- Prompt: Scan the entries below for the word "building". Copy each line that has it.

※ ※ ※

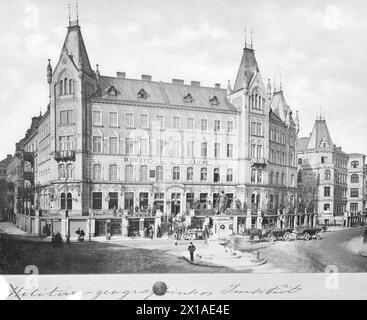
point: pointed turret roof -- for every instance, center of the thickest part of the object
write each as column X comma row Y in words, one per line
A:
column 75, row 47
column 320, row 136
column 248, row 68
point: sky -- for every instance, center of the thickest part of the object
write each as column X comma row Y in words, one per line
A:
column 318, row 49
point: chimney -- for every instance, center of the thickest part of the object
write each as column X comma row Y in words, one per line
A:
column 195, row 83
column 121, row 75
column 178, row 81
column 145, row 77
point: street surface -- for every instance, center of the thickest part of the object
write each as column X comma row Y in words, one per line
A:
column 19, row 250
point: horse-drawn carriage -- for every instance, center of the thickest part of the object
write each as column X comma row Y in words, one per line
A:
column 288, row 234
column 305, row 233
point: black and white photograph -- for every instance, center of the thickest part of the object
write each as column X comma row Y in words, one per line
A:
column 203, row 139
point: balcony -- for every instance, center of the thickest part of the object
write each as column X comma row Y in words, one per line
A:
column 65, row 156
column 258, row 162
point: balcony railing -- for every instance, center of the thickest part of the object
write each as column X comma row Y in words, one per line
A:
column 65, row 156
column 259, row 161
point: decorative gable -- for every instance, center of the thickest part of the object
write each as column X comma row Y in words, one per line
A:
column 112, row 92
column 214, row 101
column 188, row 98
column 142, row 94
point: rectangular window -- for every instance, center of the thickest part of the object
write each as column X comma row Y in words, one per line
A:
column 63, row 117
column 190, row 149
column 259, row 129
column 216, row 125
column 113, row 119
column 129, row 146
column 204, row 149
column 176, row 123
column 113, row 204
column 113, row 145
column 144, row 147
column 97, row 144
column 216, row 150
column 97, row 200
column 143, row 201
column 160, row 122
column 190, row 123
column 160, row 147
column 97, row 118
column 229, row 150
column 354, row 207
column 70, row 114
column 327, row 192
column 129, row 201
column 130, row 120
column 354, row 192
column 230, row 127
column 144, row 121
column 204, row 125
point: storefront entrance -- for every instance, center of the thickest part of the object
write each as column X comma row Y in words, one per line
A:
column 175, row 204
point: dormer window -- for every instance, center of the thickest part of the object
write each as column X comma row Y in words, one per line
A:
column 112, row 92
column 188, row 98
column 214, row 101
column 142, row 94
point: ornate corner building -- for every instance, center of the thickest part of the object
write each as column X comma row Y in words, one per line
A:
column 137, row 152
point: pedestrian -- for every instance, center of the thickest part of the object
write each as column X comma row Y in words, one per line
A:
column 191, row 249
column 82, row 234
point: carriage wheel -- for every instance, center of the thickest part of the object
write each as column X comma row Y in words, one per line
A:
column 287, row 236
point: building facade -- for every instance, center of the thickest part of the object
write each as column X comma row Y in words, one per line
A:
column 330, row 181
column 135, row 152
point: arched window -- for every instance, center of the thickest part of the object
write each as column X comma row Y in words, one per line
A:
column 190, row 174
column 259, row 176
column 69, row 202
column 159, row 173
column 216, row 175
column 327, row 174
column 229, row 175
column 62, row 173
column 70, row 171
column 129, row 173
column 253, row 175
column 113, row 172
column 61, row 88
column 204, row 174
column 299, row 177
column 63, row 200
column 66, row 86
column 97, row 172
column 143, row 173
column 259, row 150
column 71, row 86
column 354, row 178
column 176, row 173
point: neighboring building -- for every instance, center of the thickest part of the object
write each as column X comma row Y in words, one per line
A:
column 135, row 152
column 20, row 174
column 3, row 187
column 330, row 181
column 356, row 193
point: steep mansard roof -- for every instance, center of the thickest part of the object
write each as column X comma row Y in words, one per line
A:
column 162, row 93
column 248, row 68
column 320, row 134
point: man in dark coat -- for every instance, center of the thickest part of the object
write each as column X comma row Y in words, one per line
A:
column 191, row 249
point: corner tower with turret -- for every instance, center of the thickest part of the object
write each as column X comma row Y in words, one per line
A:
column 71, row 82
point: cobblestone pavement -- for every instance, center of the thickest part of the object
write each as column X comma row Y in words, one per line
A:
column 163, row 256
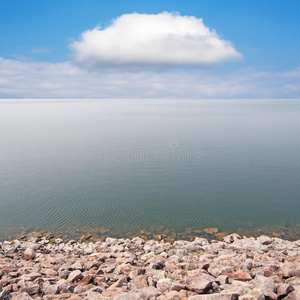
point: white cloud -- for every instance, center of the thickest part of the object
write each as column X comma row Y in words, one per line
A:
column 64, row 80
column 165, row 39
column 41, row 50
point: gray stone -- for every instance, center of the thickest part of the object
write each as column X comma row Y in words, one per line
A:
column 75, row 276
column 164, row 285
column 198, row 285
column 148, row 293
column 215, row 297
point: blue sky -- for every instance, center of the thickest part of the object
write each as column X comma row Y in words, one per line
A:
column 39, row 34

※ ※ ※

- Expected answer:
point: ornate corner building -- for every instance, center of the thickest part of the object
point: building facade -- for every instance, center of the thickest part of the object
point: neighboring building -- for every instance, center of the thickest part of the object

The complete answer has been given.